▶ EXTRAIT FOURNI:
Cet aspect est essentiel et dépend de l’existence d’un axe A1 prédominant d’un côté, de la projection latérale du sac anévrysmal, de la zone de rupture éventuelle et de l’existence d’un hématome frontal associé. Le choix est donc guidé par l’imagerie pré-opératoire et veille à avoir le contrôle d’un tronc A1 principal et à éviter l’abord premier de la phlyctène de rupture. Dans les cas strictement symétriques, l’abord par le côté non dominant du patient et si possible dominant du chirurgien est recommandé.

d. Dissection de A1 :
L’ouverture du tiers inférieur de la vallée sylvienne est utile pour repérer la terminaison carotidienne et la portion proximale du tronc A1 de l’artère cérébrale antérieure. Cette ouverture facilite la libération des adhérences entre le cortex frontal et le nerf optique et par conséquent l’écartement progressif du cerveau vers le complexe communicant antérieur. Il est toutefois fréquent que la naissance de l’artère cérébrale antérieure soit très postérieure, parfois au contact du chiasma optique. Il n’est pas toujours utile d’avoir le contrôle de l’ensemble du tronc A1 et dans ce contexte, on peut limiter le point de départ de la dissection au croisement ACA/Nerf optique.

▶ ENSEMBLE D'ENREGISTREMENTS:

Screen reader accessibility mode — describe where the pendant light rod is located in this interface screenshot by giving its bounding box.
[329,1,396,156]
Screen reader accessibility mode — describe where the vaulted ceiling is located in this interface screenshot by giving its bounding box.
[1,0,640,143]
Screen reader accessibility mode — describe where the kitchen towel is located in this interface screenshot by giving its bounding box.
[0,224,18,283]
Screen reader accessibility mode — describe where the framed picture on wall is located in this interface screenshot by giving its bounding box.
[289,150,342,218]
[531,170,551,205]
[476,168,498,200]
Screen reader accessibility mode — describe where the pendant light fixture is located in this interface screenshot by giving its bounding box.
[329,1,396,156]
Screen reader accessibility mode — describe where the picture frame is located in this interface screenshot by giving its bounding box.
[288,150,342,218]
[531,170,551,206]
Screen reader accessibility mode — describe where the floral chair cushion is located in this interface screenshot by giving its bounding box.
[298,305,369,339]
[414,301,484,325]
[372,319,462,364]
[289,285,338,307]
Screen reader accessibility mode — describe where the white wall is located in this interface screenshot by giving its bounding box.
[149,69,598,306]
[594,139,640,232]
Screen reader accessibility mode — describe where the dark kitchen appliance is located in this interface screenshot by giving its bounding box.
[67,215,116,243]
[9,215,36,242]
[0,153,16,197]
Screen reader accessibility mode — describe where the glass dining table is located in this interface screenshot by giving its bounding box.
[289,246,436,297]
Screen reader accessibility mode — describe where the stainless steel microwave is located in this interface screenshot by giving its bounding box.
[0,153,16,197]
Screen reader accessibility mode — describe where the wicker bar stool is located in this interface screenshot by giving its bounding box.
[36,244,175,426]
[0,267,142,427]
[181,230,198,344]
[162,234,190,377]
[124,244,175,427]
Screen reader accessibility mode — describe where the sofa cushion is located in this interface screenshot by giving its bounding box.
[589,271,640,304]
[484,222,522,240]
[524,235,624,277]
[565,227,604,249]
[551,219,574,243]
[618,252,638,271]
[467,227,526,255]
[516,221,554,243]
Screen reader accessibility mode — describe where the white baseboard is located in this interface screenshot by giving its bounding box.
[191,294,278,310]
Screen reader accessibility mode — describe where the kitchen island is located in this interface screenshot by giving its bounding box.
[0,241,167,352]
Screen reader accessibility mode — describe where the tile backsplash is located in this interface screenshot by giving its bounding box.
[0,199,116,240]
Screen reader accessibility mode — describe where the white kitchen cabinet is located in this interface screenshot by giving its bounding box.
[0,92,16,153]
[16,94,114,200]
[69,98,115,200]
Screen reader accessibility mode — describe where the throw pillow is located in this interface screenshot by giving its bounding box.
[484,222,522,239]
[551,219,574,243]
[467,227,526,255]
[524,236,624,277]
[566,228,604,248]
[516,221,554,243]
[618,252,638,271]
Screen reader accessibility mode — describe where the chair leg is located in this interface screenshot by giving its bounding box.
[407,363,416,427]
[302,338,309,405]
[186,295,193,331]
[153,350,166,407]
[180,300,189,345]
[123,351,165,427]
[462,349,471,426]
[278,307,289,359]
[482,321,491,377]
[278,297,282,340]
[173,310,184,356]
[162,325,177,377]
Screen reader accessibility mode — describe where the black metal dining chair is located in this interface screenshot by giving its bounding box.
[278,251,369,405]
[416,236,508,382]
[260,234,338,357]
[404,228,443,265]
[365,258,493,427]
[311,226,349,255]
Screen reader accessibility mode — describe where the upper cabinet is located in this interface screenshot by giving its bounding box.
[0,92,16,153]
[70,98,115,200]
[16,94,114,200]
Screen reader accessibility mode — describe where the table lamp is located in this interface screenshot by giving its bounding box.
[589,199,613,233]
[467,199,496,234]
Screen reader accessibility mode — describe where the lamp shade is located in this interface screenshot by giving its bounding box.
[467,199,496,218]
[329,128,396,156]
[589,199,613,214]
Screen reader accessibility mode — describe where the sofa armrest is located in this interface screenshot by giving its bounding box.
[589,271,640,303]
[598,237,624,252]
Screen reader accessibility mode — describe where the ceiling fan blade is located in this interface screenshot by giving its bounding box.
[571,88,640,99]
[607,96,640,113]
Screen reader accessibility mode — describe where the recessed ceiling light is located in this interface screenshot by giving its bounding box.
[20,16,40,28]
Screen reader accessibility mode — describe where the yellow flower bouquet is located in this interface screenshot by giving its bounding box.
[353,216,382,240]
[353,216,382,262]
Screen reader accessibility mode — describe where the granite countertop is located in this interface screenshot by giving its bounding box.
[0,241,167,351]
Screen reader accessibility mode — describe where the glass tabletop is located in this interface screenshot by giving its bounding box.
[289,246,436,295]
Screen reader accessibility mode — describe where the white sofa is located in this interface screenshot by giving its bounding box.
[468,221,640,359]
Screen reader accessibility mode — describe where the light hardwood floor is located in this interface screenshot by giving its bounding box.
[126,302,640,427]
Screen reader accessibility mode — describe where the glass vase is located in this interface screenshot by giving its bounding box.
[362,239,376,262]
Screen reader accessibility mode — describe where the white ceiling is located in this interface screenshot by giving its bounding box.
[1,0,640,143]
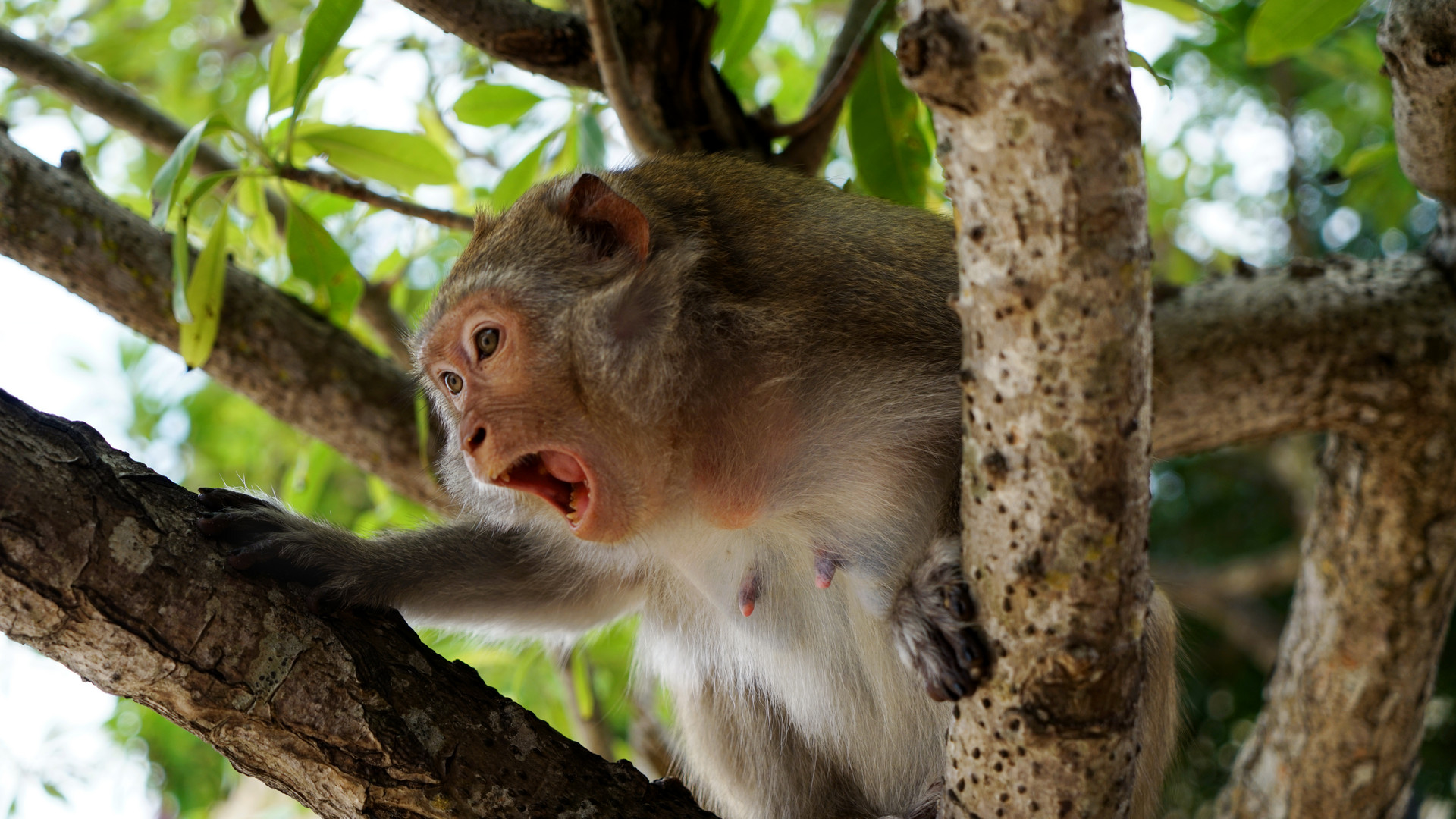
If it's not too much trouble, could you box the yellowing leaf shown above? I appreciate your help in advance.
[177,207,228,367]
[152,117,211,228]
[1127,0,1209,24]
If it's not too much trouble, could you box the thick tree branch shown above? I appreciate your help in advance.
[582,0,677,156]
[399,0,601,90]
[899,0,1153,819]
[0,28,236,178]
[1153,253,1456,457]
[0,128,441,506]
[0,392,711,819]
[1379,0,1456,204]
[774,0,883,175]
[1219,431,1456,819]
[400,0,769,158]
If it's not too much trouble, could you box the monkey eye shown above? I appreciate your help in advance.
[475,326,500,359]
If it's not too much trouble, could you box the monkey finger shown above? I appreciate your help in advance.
[196,487,274,512]
[195,512,287,547]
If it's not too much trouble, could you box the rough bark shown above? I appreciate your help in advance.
[400,0,770,158]
[0,392,711,819]
[0,27,237,174]
[1219,428,1456,819]
[1379,0,1456,204]
[899,0,1152,817]
[0,130,441,504]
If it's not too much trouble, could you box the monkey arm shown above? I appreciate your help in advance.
[198,490,641,635]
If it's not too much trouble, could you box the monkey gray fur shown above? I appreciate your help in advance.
[199,156,1176,819]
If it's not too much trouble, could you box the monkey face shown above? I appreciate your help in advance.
[419,291,655,542]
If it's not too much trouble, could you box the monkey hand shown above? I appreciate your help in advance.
[891,539,992,702]
[196,488,359,610]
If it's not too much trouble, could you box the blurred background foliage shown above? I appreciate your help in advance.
[0,0,1456,819]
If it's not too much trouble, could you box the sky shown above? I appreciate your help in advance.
[0,0,1205,819]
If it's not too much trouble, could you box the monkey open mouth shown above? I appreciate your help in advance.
[491,449,592,529]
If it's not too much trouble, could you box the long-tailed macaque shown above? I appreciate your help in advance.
[199,156,1176,819]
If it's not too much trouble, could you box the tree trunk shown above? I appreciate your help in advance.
[0,392,711,819]
[899,0,1152,817]
[1219,431,1456,819]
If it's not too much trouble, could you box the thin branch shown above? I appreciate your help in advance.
[585,0,677,156]
[774,0,883,175]
[277,165,475,231]
[0,392,711,819]
[763,0,891,137]
[399,0,601,90]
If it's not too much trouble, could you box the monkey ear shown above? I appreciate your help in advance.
[560,174,651,261]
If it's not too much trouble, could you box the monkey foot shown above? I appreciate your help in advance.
[893,551,992,702]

▶ CONSIGNE:
Selon l'extrait fourni, par quel côté l'abord est-il recommandé dans les cas strictement symétriques ?

▶ RÉSULTAT DE L'EXERCICE:
Par le côté non dominant du patient et, si possible, dominant du chirurgien.